**SOURCE EXCERPT:**
Joy Ubani
Can I share something kind of embarrassing, or actually liberating, with you?
I was so angry just a few weeks ago. In the middle of one afternoon, I frantically searched my cupboard for something I could break. Shatter. Destroy. I wanted the satisfaction of hearing glass hit the ground and seeing the destruction it would leave behind. I quickly grabbed a mason jar and with all my might, threw it onto the ground and waited for it to shatter. It bounced back. Confused I tried again. It bounced back again.Even more enraged, I resorted to screaming and stomping my feet repeatedly, releasing a well of hot tears as my feet hit the ground. See, after some devastating news I needed to let up the anger that I allowed inside of me.

**INSTRUCTIONS TO FOLLOW:**
Copy, word for word, the stretch of the mason jar passage that begins with the words "I was so angry" and ends with "inside of me.".

**DATA SHOWN:**
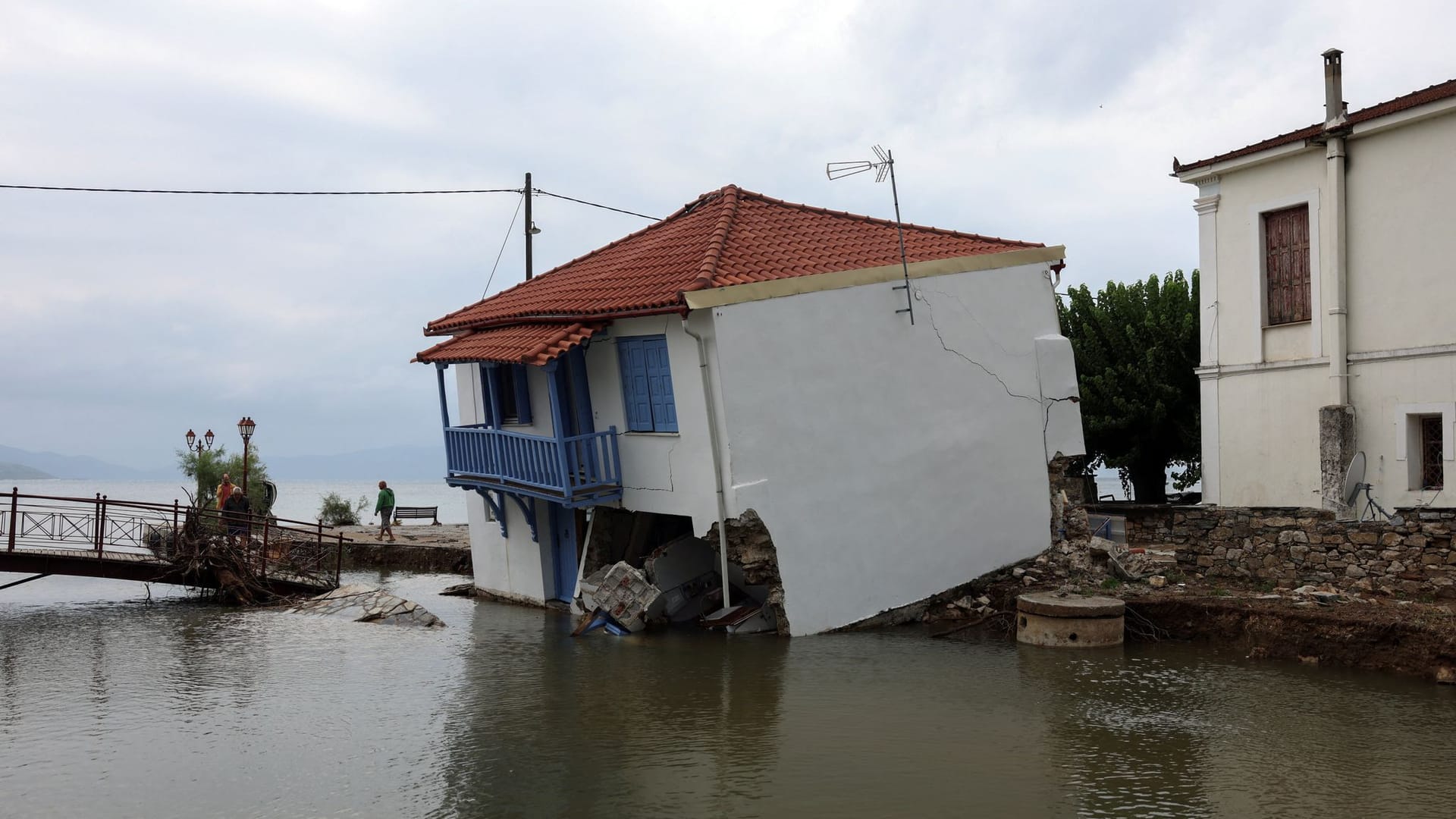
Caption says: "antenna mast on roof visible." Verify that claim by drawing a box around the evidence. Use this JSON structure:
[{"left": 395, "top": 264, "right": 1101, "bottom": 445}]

**CORRECT OUTPUT:**
I was so angry just a few weeks ago. In the middle of one afternoon, I frantically searched my cupboard for something I could break. Shatter. Destroy. I wanted the satisfaction of hearing glass hit the ground and seeing the destruction it would leave behind. I quickly grabbed a mason jar and with all my might, threw it onto the ground and waited for it to shatter. It bounced back. Confused I tried again. It bounced back again.Even more enraged, I resorted to screaming and stomping my feet repeatedly, releasing a well of hot tears as my feet hit the ground. See, after some devastating news I needed to let up the anger that I allowed inside of me.